Stored items from a collection:
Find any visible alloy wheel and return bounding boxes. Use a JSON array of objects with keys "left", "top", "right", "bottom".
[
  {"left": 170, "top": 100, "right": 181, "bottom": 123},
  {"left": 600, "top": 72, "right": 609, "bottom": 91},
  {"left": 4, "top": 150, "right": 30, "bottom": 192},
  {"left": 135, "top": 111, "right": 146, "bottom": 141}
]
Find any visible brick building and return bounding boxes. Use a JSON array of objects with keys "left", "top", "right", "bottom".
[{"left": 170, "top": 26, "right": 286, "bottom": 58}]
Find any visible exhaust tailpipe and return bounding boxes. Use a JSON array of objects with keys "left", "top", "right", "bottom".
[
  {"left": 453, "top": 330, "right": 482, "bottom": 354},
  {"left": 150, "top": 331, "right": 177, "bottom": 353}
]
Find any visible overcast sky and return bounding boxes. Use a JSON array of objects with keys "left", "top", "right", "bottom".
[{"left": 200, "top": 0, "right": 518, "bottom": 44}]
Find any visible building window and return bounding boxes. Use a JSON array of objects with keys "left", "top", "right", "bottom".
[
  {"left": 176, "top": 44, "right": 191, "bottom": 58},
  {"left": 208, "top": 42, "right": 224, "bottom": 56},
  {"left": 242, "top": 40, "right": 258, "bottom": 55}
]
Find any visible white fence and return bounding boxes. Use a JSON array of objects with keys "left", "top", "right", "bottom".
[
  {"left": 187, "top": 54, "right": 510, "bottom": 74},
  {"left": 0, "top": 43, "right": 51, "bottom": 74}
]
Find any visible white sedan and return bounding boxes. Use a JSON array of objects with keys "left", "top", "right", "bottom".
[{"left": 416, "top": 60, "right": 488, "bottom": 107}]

What you should do> Your task is to extract all of the records exactly.

Answer box>
Find any visible alloy wheel and return bounding boxes. Use a JSON array of objects with keys "left", "top", "right", "bottom".
[
  {"left": 170, "top": 100, "right": 181, "bottom": 123},
  {"left": 600, "top": 72, "right": 609, "bottom": 91},
  {"left": 4, "top": 150, "right": 30, "bottom": 192},
  {"left": 135, "top": 111, "right": 146, "bottom": 141}
]
Find any visible brick building and return bounding boxes. Use a JSON array of objects with keys "left", "top", "right", "bottom".
[{"left": 170, "top": 26, "right": 286, "bottom": 58}]
Find any visible exhaust tailpipe and return bounding boxes. Use a JSON array of objects with keys "left", "top", "right", "bottom".
[
  {"left": 453, "top": 330, "right": 482, "bottom": 354},
  {"left": 150, "top": 331, "right": 177, "bottom": 353}
]
Find any visible overcast sky and return bounding boxes. Use a JSON array of objects with keys "left", "top", "right", "bottom".
[{"left": 200, "top": 0, "right": 518, "bottom": 44}]
Find any visible building window and return bounding boxes. Use a JSON array of objects with keys "left", "top", "right", "bottom".
[
  {"left": 176, "top": 44, "right": 191, "bottom": 58},
  {"left": 208, "top": 42, "right": 224, "bottom": 56},
  {"left": 242, "top": 40, "right": 258, "bottom": 55}
]
Find any visible white fence and return bounding boxes. Use a JSON array of objects with keys "left", "top", "right", "bottom".
[
  {"left": 187, "top": 54, "right": 510, "bottom": 74},
  {"left": 0, "top": 43, "right": 51, "bottom": 74}
]
Find any visible white sedan and return bounding boxes. Use a JSON array of objects with keys "left", "top", "right", "bottom".
[{"left": 416, "top": 60, "right": 488, "bottom": 107}]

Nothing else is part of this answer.